**Short task**. List every parameter that the docstring of riemann_rule documents in the numerical integration page, with the description given for each.

# Numerical Integration

Numerical Integration is a family of algorithms used to compute the numerical value of definite integrals. 

In statistics, we are often required to compute the integral of univariate and multivariate functions. However, an analytical closed form solution is not always available, due to the form of the intagrand or the shape of of the domain of integration. In these cases, we resort to numerical integration.

In [2]:
import numpy as np

### The Riemann Rule

The Riemann Rule is a very simple method to compute definite integrals in which we divide the integration interval into n equally spaced sub-intervals, and approximate the integral of each sub-interval as the area of a rectangle with length $(x_{i+1} - x_{i})$ and height $f(x_i)$. Finally, to obtain the integral we sum the areas of the sub-intervals.

In [25]:
def f(x):
    return x**3

def analytical_solution(a, b):
    """
    analytical solution of f(x) used to test numerical integration functions
    """
    return (b**4 / 4) - (a**4 / 4)
    
def riemann_rule(f, a, b, n):
    """
    :param f: the function for which we want to compute the integral
    :param a: integration lower bound
    :param b: integration upper bound
    :param n: number of equally spaced sub-intervals
    """
    
    length = (b - a) / n
    subintervals = np.linspace(a, b, n, endpoint=False)
    integral = 0
    
    for x in subintervals:
        integral += length * f(x)
    
    return integral

print('Closed form solution:', analytical_solution(2,10))

**Data records**.
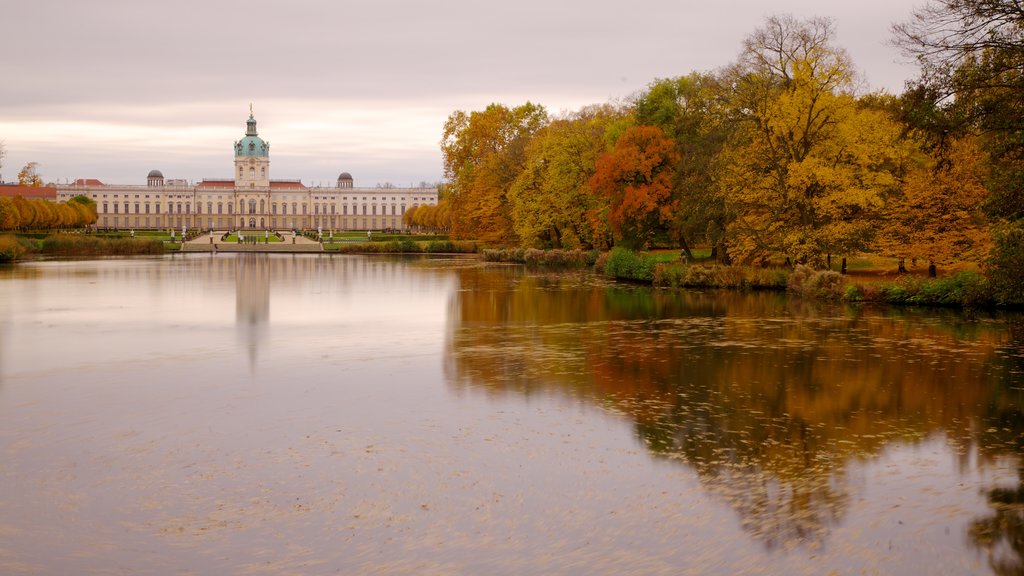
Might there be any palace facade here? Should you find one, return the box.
[57,114,437,231]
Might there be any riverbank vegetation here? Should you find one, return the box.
[0,234,165,262]
[0,196,96,231]
[438,7,1024,303]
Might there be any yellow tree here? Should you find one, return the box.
[878,136,992,277]
[0,196,22,230]
[718,17,906,266]
[509,106,630,248]
[441,102,547,244]
[590,126,679,248]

**Expected answer**.
- f: the function for which we want to compute the integral
- a: integration lower bound
- b: integration upper bound
- n: number of equally spaced sub-intervals